German exchange student fills void in grieving Sandwich mother’s heart
By Denise Crosby email@example.com September 5, 2013 11:22AM
Dan and Cindy Aldrich with German foreign exchange student Niklas Kaiser at the teen's first baseball game at Fifth Third Bank Ballpark in Geneva. The Sandwich couple say Nicklas has helped fill the void left when their only child died of leukemia.
Updated: October 7, 2013 1:11PM
Ever since April 2010, when her son died of leukemia shortly before his graduation from Sandwich High School, Cindy Aldrich walked around with a hole in her heart.
Perhaps her grief was so unrelenting because Elliott was her only child, and she and husband Dan had been through so much with him in his seven-year battle with cancer.
We chronicled much of that struggle on the pages of this newspaper: when Make a Wish gifted Elliott with a Disney cruise; when 2004 American Idol finalist Constantine Maroulis gave him backstage passes to his concert; when a bone marrow transplant brought hope for recovery.
And when Elliott succumbed to the disease at age 19 from an infection that set in following the transplant.
For over two years, nothing filled the void for this grieving mother — not friends, not family, not her work at Liberty Mutual Insurance in Warrenville. Even changing Elliott’s bedroom into an office in an attempt to wipe away some of the memories did no good.

Task item A:
Translate this sentence from the article about the grieving Sandwich mother into Spanish: "Perhaps her grief was so unrelenting because Elliott was her only child, and she and husband Dan had been through so much with him in his seven-year battle with cancer."
Task item B:
Resume the article about the grieving Sandwich mother and the German exchange student, picking up after its final sentence.

Region pointing data:
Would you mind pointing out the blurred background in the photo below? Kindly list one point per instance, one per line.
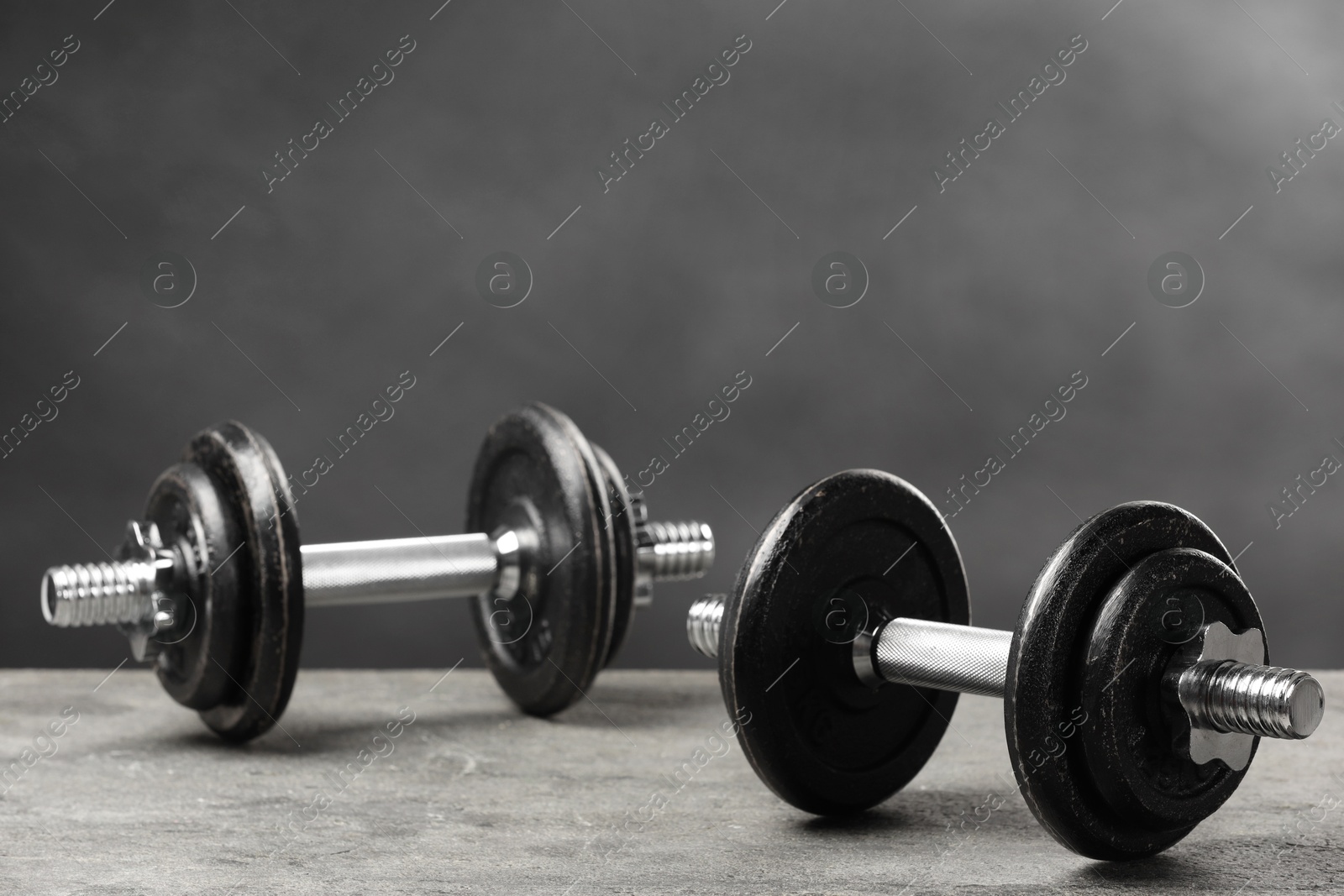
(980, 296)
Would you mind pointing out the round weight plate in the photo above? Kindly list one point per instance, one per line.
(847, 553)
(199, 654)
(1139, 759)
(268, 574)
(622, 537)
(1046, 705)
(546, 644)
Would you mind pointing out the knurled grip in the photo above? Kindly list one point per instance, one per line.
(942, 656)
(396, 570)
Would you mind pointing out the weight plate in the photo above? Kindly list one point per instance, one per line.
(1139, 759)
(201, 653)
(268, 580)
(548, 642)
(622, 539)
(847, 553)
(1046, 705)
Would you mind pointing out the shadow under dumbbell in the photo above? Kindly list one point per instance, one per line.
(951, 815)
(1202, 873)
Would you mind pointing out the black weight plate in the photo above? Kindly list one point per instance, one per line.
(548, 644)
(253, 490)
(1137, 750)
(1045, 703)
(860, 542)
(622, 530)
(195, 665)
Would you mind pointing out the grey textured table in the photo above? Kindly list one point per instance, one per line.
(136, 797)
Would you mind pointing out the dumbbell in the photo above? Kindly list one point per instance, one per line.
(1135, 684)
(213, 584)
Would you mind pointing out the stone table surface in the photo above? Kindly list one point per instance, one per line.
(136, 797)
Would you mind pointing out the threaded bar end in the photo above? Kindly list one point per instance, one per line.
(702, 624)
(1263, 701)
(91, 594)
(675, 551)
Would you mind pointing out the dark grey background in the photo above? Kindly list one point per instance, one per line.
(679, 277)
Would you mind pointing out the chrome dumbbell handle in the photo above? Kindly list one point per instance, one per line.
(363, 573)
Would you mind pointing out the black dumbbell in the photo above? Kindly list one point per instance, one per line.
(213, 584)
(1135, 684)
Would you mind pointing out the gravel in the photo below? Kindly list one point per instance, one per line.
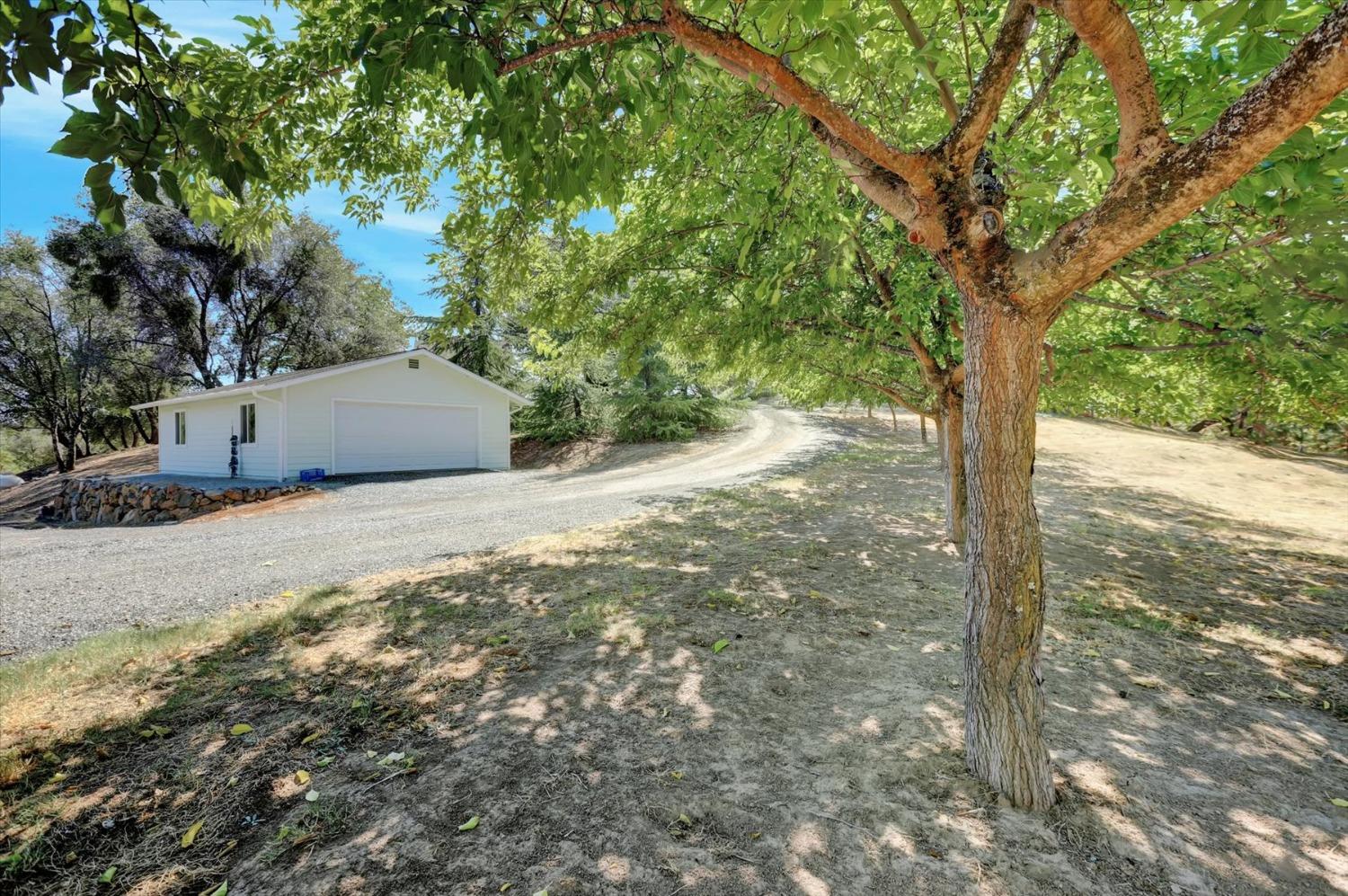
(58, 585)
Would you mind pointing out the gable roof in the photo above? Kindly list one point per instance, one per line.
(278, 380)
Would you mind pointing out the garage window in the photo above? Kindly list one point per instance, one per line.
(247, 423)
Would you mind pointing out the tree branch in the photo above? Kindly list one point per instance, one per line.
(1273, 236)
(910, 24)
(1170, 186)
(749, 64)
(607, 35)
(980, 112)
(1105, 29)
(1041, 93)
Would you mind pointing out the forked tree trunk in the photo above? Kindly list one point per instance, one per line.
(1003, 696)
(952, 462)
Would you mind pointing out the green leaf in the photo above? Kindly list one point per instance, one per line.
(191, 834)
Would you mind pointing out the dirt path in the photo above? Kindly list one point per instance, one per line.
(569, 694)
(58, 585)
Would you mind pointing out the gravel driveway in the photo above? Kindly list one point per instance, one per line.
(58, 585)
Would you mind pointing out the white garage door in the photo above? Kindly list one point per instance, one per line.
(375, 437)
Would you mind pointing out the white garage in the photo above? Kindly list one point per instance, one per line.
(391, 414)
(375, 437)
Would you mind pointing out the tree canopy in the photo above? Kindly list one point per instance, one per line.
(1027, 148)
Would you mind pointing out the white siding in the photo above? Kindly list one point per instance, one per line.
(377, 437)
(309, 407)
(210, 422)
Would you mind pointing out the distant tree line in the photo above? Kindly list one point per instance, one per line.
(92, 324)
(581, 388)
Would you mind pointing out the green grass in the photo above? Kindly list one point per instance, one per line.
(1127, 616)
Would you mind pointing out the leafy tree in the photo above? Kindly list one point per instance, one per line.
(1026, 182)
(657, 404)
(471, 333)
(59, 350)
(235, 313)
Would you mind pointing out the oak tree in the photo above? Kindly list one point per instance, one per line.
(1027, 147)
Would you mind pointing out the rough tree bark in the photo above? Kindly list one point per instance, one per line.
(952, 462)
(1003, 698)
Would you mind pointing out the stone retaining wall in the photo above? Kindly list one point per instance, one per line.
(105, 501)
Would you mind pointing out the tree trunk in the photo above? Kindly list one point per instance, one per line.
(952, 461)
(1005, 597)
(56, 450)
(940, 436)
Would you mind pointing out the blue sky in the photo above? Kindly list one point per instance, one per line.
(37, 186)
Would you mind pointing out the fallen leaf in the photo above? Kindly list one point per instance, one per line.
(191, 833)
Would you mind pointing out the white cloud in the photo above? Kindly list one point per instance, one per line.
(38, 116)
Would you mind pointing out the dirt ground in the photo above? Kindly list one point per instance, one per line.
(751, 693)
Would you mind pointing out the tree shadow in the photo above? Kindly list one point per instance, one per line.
==
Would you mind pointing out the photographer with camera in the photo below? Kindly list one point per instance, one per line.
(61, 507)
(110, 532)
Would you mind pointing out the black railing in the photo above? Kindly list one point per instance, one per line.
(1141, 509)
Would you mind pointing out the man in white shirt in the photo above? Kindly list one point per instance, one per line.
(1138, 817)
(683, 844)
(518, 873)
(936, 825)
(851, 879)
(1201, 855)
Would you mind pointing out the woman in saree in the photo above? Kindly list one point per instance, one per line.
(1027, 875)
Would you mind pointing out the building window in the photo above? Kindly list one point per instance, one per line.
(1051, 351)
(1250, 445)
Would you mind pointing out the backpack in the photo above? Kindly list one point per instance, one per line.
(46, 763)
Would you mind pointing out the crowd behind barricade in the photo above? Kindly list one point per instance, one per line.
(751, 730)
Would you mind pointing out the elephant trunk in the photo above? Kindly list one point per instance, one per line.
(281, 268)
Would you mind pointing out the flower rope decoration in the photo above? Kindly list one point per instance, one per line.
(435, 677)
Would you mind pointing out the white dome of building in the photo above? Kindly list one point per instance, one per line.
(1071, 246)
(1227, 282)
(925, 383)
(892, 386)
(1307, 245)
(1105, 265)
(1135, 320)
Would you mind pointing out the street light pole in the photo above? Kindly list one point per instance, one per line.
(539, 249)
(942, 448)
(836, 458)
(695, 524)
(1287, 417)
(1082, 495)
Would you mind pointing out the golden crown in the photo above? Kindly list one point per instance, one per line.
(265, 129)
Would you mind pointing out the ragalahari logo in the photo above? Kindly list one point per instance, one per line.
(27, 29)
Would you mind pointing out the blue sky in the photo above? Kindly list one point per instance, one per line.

Answer section A:
Quizás su dolor era tan implacable porque Elliott era su único hijo, y ella y su esposo Dan habían pasado por tanto con él en su lucha de siete años contra el cáncer.

Answer section B:
“I was a lost soul,” admits Aldrich. “I didn’t know what to do.”
Until Aug. 18. That’s when foreign exchange student Niklas Kaiser stepped off the plane from Germany into her anxious arms.
Actually, Aldrich had been corresponding with the 17-year-old since May, not long after she and Dan decided an exchange student might temper their grief by filling their home with the sounds of a teenager again. Out of about a dozen eligible applicants, “I kept coming back to Niklas,” she says. “There was something about him.”
The two bonded tightly in those daily phone and weekly Skype sessions — so much so that when Aldrich met him at the airport, “I ran like an insane woman to him.”
There are reasons for this bond, she says. Both are German. Niklas has the same sense of humor as her husband, who is also “crazy about him.” And the teen seems to innately understand the needs of a mother who suffered such loss.
“We talk about Elliott a lot,” says Aldrich, who reconverted that office into a bedroom for Niklas. “He even tells me he’s assured Elliott he will take care of his mom.”
Aldrich describes her new “son” as sensitive, loving and polite. And he has acclimated quickly, not only to family but to school and the kids in it.
“I’m a football mom for the first time … Number 22,” says Aldrich, who even found herself playing catch with Niklas in the backyard. “He’s only done soccer before, but really loves football and works so hard at it.”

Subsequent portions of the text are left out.